(Region segmentation data)
-*-*-
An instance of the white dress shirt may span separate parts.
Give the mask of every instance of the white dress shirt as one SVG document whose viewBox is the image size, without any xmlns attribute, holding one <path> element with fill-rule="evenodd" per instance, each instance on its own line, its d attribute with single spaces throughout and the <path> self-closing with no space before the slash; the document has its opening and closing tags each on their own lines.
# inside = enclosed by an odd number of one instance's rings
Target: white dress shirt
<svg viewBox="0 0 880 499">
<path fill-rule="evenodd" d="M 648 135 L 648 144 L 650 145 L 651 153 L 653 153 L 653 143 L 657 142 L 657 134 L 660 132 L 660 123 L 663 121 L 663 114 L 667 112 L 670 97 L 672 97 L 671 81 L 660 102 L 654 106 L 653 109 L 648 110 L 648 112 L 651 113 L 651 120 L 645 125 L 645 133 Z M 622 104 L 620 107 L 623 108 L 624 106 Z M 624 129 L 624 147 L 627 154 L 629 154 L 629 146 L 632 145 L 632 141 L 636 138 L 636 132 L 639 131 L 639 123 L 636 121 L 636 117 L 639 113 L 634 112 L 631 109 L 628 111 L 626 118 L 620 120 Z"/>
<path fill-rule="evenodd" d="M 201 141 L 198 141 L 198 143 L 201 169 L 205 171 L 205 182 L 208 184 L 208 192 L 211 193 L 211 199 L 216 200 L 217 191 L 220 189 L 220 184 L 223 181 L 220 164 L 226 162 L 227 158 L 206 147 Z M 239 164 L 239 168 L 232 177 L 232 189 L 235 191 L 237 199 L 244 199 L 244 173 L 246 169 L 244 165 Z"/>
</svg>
-*-*-
→ Directive: Write out every item above again, word for word.

→ Result for this task:
An instance of the white dress shirt may span separate parts.
Give the mask of every instance of the white dress shirt as one SVG document whose viewBox is the image size, without any xmlns attribute, holding one <path> element with fill-rule="evenodd" per instance, each instance on its own line, its d attribute with single spaces throughout and the <path> self-closing with no space before the slash; the document has its opening and closing tags each on their own lines.
# inside = enclosed by an odd number of one instance's rings
Target: white dress shirt
<svg viewBox="0 0 880 499">
<path fill-rule="evenodd" d="M 648 135 L 648 144 L 650 145 L 651 153 L 653 153 L 653 143 L 657 142 L 657 134 L 660 132 L 660 123 L 663 121 L 663 114 L 667 112 L 670 97 L 672 97 L 671 81 L 660 102 L 654 106 L 653 109 L 648 110 L 648 112 L 651 113 L 651 120 L 645 125 L 645 133 Z M 622 104 L 620 107 L 623 108 L 624 106 Z M 624 129 L 624 147 L 627 154 L 629 154 L 629 146 L 632 145 L 632 141 L 636 138 L 636 132 L 639 131 L 639 123 L 636 121 L 636 117 L 639 113 L 634 112 L 631 109 L 628 111 L 626 118 L 620 120 Z"/>
<path fill-rule="evenodd" d="M 201 141 L 198 141 L 198 143 L 201 169 L 205 171 L 205 182 L 208 184 L 208 192 L 211 193 L 211 199 L 216 200 L 217 191 L 220 189 L 220 184 L 223 181 L 220 164 L 226 162 L 227 158 L 206 147 Z M 239 164 L 239 168 L 232 177 L 232 189 L 235 191 L 237 199 L 244 199 L 244 173 L 246 169 L 244 165 Z"/>
</svg>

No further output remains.